▸ **Problem details**:
Please rewrite the data below as a numbered list, one entry per line, with any blank lines dropped.

┌─ Input records

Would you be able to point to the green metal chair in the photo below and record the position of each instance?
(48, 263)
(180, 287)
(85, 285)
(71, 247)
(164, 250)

└─

▸ **Complete response**:
1. Would you be able to point to the green metal chair in the photo below and record the position of each instance?
2. (48, 263)
3. (180, 287)
4. (85, 285)
5. (71, 247)
6. (164, 250)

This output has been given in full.